* [Your instructions]: Retype every line from the one containing "Locate any visible truck in the photo." through the last line of the records below, both included; leave out the pictures.

▬▬▬▬▬▬▬▬▬▬

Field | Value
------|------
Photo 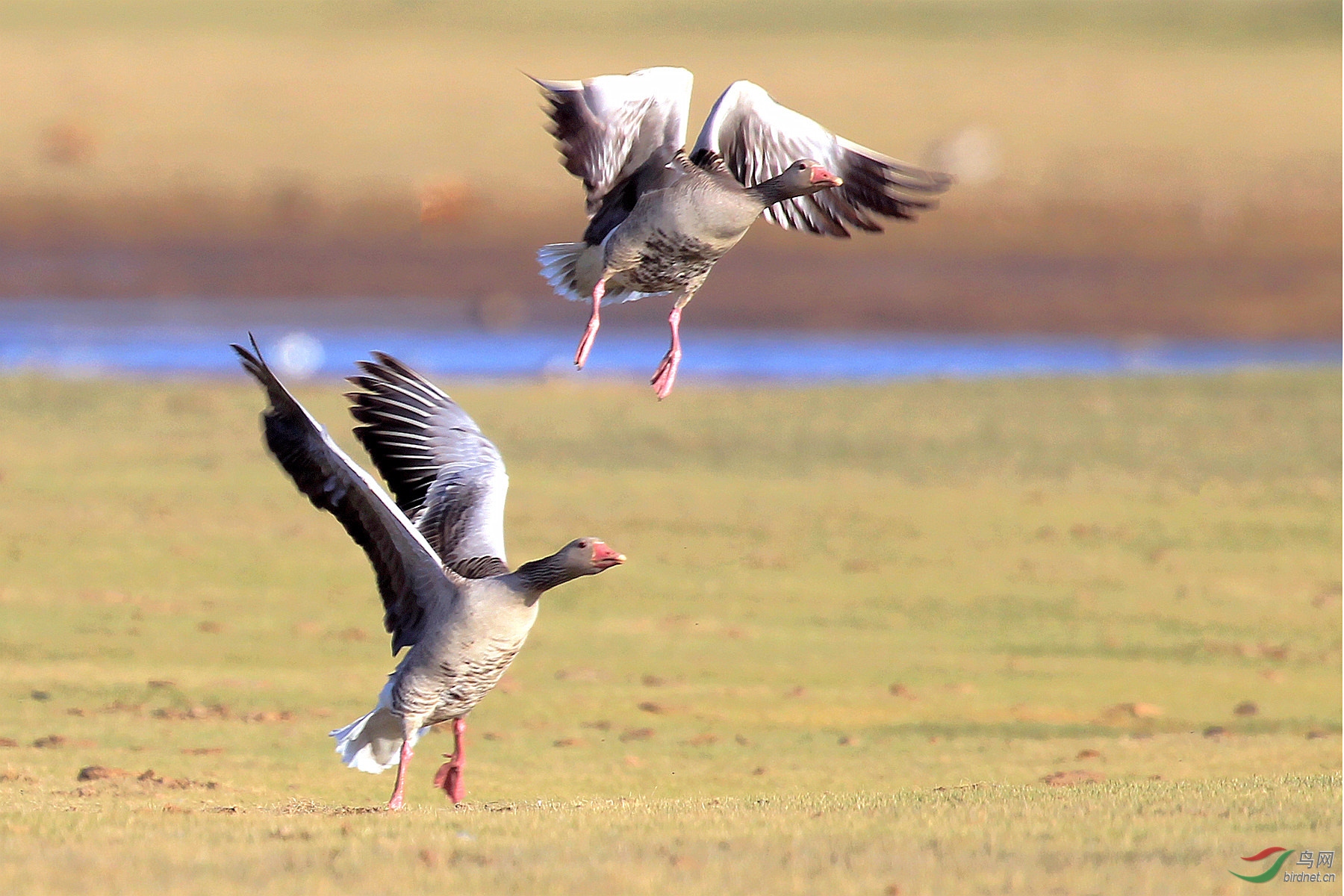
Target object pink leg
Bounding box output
[649,308,682,402]
[434,719,467,806]
[387,740,411,809]
[574,277,606,371]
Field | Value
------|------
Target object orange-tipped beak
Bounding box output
[812,165,844,187]
[593,541,625,570]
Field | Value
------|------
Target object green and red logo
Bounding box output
[1228,846,1293,884]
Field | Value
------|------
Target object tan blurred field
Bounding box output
[0,0,1341,329]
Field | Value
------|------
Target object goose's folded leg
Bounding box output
[387,739,411,809]
[434,719,467,806]
[574,279,606,371]
[649,308,682,402]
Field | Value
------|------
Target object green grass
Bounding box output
[0,371,1341,893]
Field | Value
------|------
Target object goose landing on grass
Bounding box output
[232,340,625,809]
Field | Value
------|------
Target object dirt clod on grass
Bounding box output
[1040,768,1106,787]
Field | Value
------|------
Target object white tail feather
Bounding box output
[536,243,667,305]
[328,681,429,775]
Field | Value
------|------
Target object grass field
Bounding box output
[0,371,1341,895]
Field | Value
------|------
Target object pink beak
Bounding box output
[812,165,844,187]
[593,541,625,570]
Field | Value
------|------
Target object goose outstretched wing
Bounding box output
[346,352,508,578]
[232,340,457,654]
[691,81,951,237]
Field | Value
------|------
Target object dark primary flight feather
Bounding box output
[346,352,508,579]
[232,340,455,654]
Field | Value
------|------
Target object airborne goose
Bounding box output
[534,67,951,399]
[232,340,625,809]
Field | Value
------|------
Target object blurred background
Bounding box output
[0,0,1341,372]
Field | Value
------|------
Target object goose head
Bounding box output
[778,158,844,196]
[561,538,625,576]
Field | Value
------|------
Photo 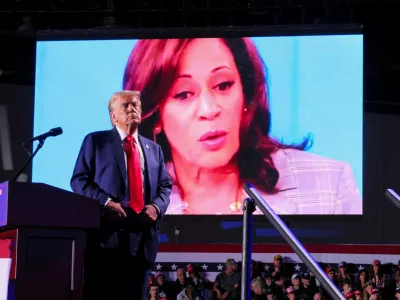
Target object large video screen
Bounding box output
[32,34,363,215]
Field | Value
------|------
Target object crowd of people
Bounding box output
[149,254,400,300]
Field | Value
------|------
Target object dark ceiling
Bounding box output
[0,0,400,112]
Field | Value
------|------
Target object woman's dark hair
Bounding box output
[123,38,311,193]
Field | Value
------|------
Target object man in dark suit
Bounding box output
[71,91,172,300]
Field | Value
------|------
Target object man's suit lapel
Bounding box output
[139,135,152,199]
[109,128,127,184]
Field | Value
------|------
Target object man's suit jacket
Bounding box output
[71,128,172,262]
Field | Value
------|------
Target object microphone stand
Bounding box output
[241,183,346,300]
[385,189,400,208]
[10,139,45,182]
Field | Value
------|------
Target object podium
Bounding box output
[0,182,100,300]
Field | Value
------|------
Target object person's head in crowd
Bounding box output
[286,286,296,300]
[176,268,186,284]
[313,293,322,300]
[394,269,400,284]
[394,286,400,300]
[156,274,165,286]
[187,265,196,278]
[370,288,379,296]
[365,280,374,295]
[338,261,347,273]
[250,259,257,271]
[147,273,156,287]
[326,266,336,281]
[354,290,362,300]
[358,269,369,284]
[264,273,272,287]
[265,289,276,300]
[292,273,301,289]
[343,278,353,294]
[185,284,194,299]
[225,258,236,274]
[372,259,381,274]
[345,292,355,300]
[251,277,263,295]
[149,283,159,299]
[369,289,382,300]
[272,254,283,269]
[301,272,311,288]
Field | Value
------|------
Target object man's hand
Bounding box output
[106,200,126,219]
[143,204,158,221]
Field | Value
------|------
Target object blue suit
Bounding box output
[71,128,172,300]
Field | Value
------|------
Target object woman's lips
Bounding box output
[199,130,227,151]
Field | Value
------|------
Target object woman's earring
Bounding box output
[153,125,161,142]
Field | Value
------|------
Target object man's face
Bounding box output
[110,97,142,129]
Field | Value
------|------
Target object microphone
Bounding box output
[242,183,345,300]
[385,189,400,208]
[10,127,63,182]
[25,127,63,143]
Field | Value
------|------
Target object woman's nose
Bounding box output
[198,93,221,120]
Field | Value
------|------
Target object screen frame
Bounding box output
[35,24,368,227]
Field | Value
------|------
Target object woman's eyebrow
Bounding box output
[176,66,231,78]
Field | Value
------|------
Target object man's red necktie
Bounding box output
[125,135,144,213]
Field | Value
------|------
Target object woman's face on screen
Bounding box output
[161,39,244,169]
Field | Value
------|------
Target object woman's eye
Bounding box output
[214,81,235,91]
[174,91,193,100]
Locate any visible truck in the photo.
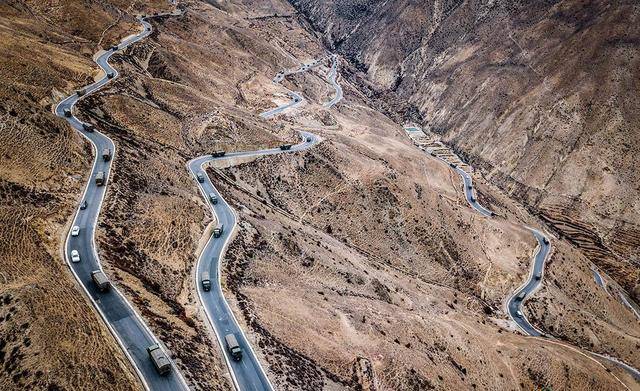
[202,272,211,292]
[213,224,224,238]
[147,345,171,376]
[91,270,111,292]
[96,171,105,186]
[224,334,242,361]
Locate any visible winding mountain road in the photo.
[260,55,342,119]
[325,54,342,108]
[187,132,320,391]
[404,125,640,384]
[55,11,188,390]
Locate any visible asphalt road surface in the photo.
[260,56,332,119]
[55,10,188,390]
[404,126,640,381]
[325,54,342,107]
[187,132,319,391]
[507,227,551,337]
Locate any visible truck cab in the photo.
[147,345,171,376]
[224,334,242,361]
[202,272,211,292]
[213,224,224,238]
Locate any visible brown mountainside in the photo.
[291,0,640,298]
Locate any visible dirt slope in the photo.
[291,0,640,298]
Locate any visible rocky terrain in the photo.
[0,0,640,390]
[291,0,640,299]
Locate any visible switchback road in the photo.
[55,12,188,391]
[187,132,319,391]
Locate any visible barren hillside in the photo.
[0,0,640,390]
[291,0,640,299]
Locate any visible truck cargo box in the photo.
[96,171,105,186]
[202,272,211,292]
[224,334,242,361]
[147,345,171,376]
[91,270,111,292]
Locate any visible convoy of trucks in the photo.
[147,345,171,376]
[224,334,242,361]
[202,272,211,292]
[91,270,111,292]
[96,171,105,186]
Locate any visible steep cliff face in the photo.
[291,0,640,298]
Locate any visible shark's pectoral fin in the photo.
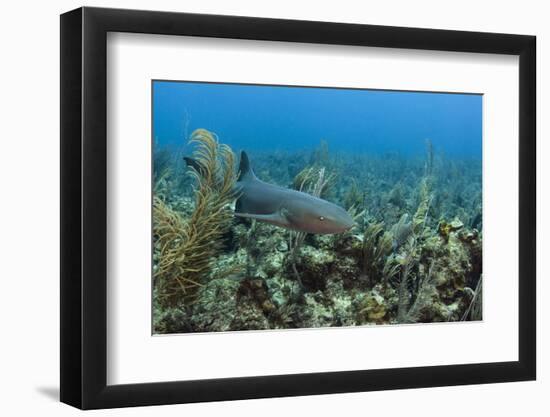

▬▬▬▬▬▬▬▬▬▬

* [Task result]:
Locate any visible truck in the photo.
[202,272,211,292]
[213,224,224,238]
[147,345,171,376]
[91,270,111,292]
[96,171,105,186]
[224,334,242,361]
Locate any visible winding mountain road in the photo.
[260,55,342,119]
[325,54,342,108]
[187,132,320,391]
[404,125,640,384]
[55,11,188,390]
Locate any visible asphalt road surface in the photo.
[260,56,332,119]
[55,10,188,390]
[404,126,640,381]
[325,54,342,107]
[187,132,319,391]
[507,227,551,337]
Locate any visible truck cab in the photo.
[147,345,171,376]
[224,334,242,361]
[202,272,211,292]
[213,224,224,238]
Locate any visible brown mountainside in the photo.
[291,0,640,298]
Locate any visible dirt slope in the photo.
[291,0,640,298]
Locate any visible rocky terrain in the photo.
[0,0,640,390]
[291,0,640,299]
Locate any visible switchback road in the photo.
[55,12,188,391]
[187,132,319,391]
Locate any visible barren hillside in the photo.
[0,0,640,390]
[291,0,640,299]
Locate any visible truck cargo box in the photo.
[96,171,105,186]
[202,272,211,292]
[224,334,242,361]
[147,345,171,376]
[91,270,111,292]
Locate any visible convoy of trucks in the photo.
[147,345,171,376]
[224,334,242,361]
[202,272,211,292]
[91,270,111,292]
[96,171,105,186]
Locate any visible steep cliff face in the photo.
[291,0,640,298]
Locate any visible shark's pectoral fin in the photo.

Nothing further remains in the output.